## Поставленные задачи:
1 – Кто, согласно отрывку о Зиммеле, еще оставался современником для буржуазного образования той эпохи, к которой принадлежит Зиммель?
2 – Допишите отрывок о Зиммеле, начав сразу после его последней фразы.

Работы Зиммеля занимают промежуточное положение меж­ду эссе и научным исследованием: они кружат вокруг кристал­лизующей мысли. Ничто не указывает, что для автора когда-нибудь возникал вопрос, может ли единственная острая фра­за, такая, как «античная пластика искала как бы логику тела, Роден — его психологию», всерьез конкурировать с исследо­ванием в двадцать страниц о Родене как «художнике». В корот­ких эстетических работах еще скорее проявляется что-то от тех соответствий, которые существуют между уплотненным эссе и взрывающим афоризмом. Но и здесь ощущается некоторая дистанция, которая оправдывает старомодное название книги «Философская культура». Неокантианское понятие культуры показывает, что отделяет нас от Зиммеля. Зиммель — дитя кон­ца fin de siecle века; он принадлежит еще той эпохе, для буржу­азного образования которой Кант и Гегель, Шиллер и Гёте ос­тавались современниками. Правда, такими современниками, ко­торые были уже оттеснены Шопенгауэром и Ницше. Так, Зим­мель выражает преодоление Роденом классицизма и натурализ­ма в основных понятиях кантовско-шиллеровской эстетики — сво­бода и необходимость, дух и природа, форма и материал. В духе романтики он определяет очарование ветхой руины как месть некогда насильственно подчиненного архитектонической форме камня. «Абстракция и вчувствование» Воррингера пре­доставляет ему категории для эстетики природы моря и аль­пийского ландшафта: проницательную антиципацию возни­кающей экспрессионистской живописи он в этом не видит.

## Имеющиеся данные:
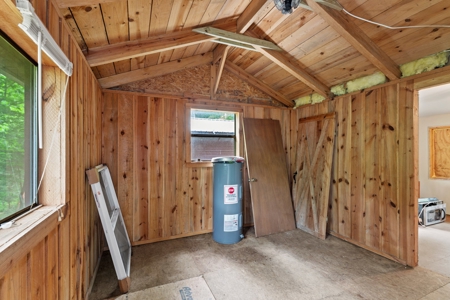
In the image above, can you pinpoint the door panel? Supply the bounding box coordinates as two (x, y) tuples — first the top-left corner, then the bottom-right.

## Результаты выполнения:
1 – Кант, Гегель, Шиллер и Гёте.

2 –
Зиммель стоит еще по эту сторону бездны, которая развер­знется между Роденом и Барлахом, между Сегантини и Кан­динским, между Ласком и Лукачем, Кассирером и Хайдеггером. Он пишет о моде иначе, чем Беньямин. И все-таки именно он устанавливает связь между модой и модернизмом, которая характеризует молодого Лукача вплоть до выбора названий его работ, вдохновляет Беньямина вести наблюдение над полным раздражений, тесных контактов, ускоренного движения про­странством большого города, связь, которая изменяет харак­тер восприятия, темы, стиль работ целого поколения интеллек­туалов. Чем объясняется проявившийся во время Веймарской республики потенциал инициативы у человека, корни которого еще уходили так глубоко в исторически просвещенный XIX век? Я полагаю, что Зиммель обязан своим поразительным, хотя во многом и анонимным, воздействием тому культурно-философ­ски обоснованному диагнозу времени, который он впервые раз­вил в заключительной главе «Философии денег» (1900). Эту теорию современной эпохи он продолжал разрабатывать в эссе «Понятие и трагедия культуры» и подчинил ее сомнительной метафизике жизни в более позднем докладе «Конфликт совре­менной культуры»[8].

II Статья о трагедии культуры является центром собранных эссе Зиммеля. Он развивает в ней динамическое поня­тие культуры. Под этим он понимает тот процесс, кото­рый связан с «душой» и ее «формами». В понятие культуры входит то и другое: как объективации, в которые отчуждает себя возникающая в субъективности жизнь, следовательно, объек­тивный дух, так и наоборот, формирование души, восходящей от природы к культуре, следовательно, образование субъектив­ного духа. Зиммель следует установленному Гердером, реша­ющему для исследователей от Гумбольдта до Гегеля экспрессивистскому идеалу образования. Жизнь в целом толкуется сообразно модели творческого процесса продукции, в котором гениальный художник создает органический образ своего про­изведения, открывая при этом тотальность собственных сил своей сущности. Теlоs (цель) этого процесса образования — воз­растание индивидуальной жизни. В версии Зиммеля субъектив­ный дух сохраняет решительное превосходство над объективным духом, культура субъекта — над объективной культурой.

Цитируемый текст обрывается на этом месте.